==== Texto de apoio

Mesmo reconhecendo que as narrativas bíblicas desconhecem as
formas contemporâneas da experiência de amor e de romance, é possível
identificar núcleos narrativos que se constroem a partir das relações
homem-mulher marcadas pela contemplação, pelo desejo e sexualidade. A narrativa
do amor de Jacó por Raquel que motiva o trabalho dobrado (Gênesis 29,20), a
narrativa trágica do amor de Siquém por Diná em Gênesis 34 e os acontecimentos
violentos que se seguem, a história de Noemi, Rute e Boaz, os muitos amores e
desejos de Davi (1 Samuel 18, 19 e 20 ; 2 Samuel 11) a relação incestuosa de
Amnom e Tamar (2 Samuel 13) tematizam estas relações sempre articuladas com
questões de poder, propriedade ou legitimidade.

========
==== Dados registrados

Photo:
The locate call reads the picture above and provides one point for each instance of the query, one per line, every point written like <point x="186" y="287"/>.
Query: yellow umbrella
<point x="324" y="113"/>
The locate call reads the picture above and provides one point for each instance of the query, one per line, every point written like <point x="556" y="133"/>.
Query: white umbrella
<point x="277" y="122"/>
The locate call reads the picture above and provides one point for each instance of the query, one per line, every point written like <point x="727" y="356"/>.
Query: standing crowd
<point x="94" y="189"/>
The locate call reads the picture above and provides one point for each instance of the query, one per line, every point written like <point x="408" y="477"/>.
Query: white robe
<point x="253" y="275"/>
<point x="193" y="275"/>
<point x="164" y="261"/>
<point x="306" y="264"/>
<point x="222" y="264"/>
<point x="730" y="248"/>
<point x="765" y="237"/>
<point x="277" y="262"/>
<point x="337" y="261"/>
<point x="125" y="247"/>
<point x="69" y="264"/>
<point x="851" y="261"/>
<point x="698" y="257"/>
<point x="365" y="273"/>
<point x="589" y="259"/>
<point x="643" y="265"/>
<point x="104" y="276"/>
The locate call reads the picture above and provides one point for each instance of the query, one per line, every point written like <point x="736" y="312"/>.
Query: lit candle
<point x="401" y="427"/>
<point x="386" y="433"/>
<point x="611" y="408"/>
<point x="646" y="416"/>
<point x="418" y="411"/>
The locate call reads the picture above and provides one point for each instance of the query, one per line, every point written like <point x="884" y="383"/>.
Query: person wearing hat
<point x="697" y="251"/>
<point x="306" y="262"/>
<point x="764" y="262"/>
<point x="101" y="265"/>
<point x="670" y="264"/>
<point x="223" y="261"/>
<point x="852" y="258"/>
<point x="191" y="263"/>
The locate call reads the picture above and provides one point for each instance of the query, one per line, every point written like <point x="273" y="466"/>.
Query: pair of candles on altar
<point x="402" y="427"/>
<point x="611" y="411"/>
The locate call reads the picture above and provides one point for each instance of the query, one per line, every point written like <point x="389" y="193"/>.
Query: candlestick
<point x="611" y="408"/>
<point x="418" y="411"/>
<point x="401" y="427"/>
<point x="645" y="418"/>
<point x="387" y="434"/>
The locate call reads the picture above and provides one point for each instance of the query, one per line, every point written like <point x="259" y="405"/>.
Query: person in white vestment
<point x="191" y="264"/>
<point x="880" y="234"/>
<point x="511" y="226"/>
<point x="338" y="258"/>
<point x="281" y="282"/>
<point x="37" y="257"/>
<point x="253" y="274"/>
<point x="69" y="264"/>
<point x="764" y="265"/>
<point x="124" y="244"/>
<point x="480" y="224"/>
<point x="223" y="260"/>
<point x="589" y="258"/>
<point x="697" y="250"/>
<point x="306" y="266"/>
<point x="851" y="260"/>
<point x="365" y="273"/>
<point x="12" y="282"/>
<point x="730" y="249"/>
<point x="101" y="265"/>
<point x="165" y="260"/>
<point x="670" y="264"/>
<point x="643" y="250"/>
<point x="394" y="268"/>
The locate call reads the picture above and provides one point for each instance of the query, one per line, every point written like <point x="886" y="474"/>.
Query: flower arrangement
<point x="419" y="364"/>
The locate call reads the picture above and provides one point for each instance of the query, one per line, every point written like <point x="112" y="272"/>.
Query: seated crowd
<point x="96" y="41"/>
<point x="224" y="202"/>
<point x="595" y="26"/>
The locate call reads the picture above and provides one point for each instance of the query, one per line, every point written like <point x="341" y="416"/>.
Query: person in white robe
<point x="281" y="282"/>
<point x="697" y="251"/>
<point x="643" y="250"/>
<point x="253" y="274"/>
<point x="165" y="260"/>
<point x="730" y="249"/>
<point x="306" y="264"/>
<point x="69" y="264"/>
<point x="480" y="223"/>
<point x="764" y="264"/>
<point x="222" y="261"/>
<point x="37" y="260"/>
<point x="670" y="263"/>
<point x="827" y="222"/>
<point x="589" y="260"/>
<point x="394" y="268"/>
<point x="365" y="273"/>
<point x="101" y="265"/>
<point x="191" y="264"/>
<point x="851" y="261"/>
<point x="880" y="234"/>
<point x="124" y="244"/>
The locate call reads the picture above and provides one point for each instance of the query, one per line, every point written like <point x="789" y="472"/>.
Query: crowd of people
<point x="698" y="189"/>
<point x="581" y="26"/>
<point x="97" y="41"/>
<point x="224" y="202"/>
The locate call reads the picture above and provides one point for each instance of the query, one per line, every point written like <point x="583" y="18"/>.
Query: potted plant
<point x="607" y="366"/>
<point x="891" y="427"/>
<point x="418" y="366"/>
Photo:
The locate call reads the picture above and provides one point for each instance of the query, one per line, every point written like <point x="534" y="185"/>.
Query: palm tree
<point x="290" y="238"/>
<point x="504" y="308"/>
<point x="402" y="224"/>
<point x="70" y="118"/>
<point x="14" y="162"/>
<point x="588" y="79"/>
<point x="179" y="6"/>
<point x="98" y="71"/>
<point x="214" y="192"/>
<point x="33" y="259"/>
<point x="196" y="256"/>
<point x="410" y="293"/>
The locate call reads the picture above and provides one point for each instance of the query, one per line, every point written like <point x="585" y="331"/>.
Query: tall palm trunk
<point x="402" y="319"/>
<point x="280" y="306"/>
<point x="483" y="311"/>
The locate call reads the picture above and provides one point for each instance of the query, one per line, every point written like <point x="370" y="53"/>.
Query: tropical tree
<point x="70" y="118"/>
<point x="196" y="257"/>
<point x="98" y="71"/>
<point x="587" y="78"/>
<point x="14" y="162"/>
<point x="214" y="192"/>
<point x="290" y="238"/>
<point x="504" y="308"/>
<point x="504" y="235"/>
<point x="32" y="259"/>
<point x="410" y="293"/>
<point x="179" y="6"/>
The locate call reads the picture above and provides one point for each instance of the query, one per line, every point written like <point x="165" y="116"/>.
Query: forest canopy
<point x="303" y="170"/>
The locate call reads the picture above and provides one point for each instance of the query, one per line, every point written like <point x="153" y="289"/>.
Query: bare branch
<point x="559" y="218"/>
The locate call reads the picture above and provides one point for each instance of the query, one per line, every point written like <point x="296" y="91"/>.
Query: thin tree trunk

========

Atividades propostas |
A – Transcreva, do texto sobre as narrativas bíblicas, a passagem que se inicia nas palavras "Mesmo reconhecendo que" e termina logo após "propriedade ou legitimidade.".
B – Determine em quantas linhas da listagem aparece a palavra "palm" e responda apenas com esse número.

Respostas esperadas |
A –
Mesmo reconhecendo que as narrativas bíblicas desconhecem as
formas contemporâneas da experiência de amor e de romance, é possível
identificar núcleos narrativos que se constroem a partir das relações
homem-mulher marcadas pela contemplação, pelo desejo e sexualidade. A narrativa
do amor de Jacó por Raquel que motiva o trabalho dobrado (Gênesis 29,20), a
narrativa trágica do amor de Siquém por Diná em Gênesis 34 e os acontecimentos
violentos que se seguem, a história de Noemi, Rute e Boaz, os muitos amores e
desejos de Davi (1 Samuel 18, 19 e 20 ; 2 Samuel 11) a relação incestuosa de
Amnom e Tamar (2 Samuel 13) tematizam estas relações sempre articuladas com
questões de poder, propriedade ou legitimidade.

B – 2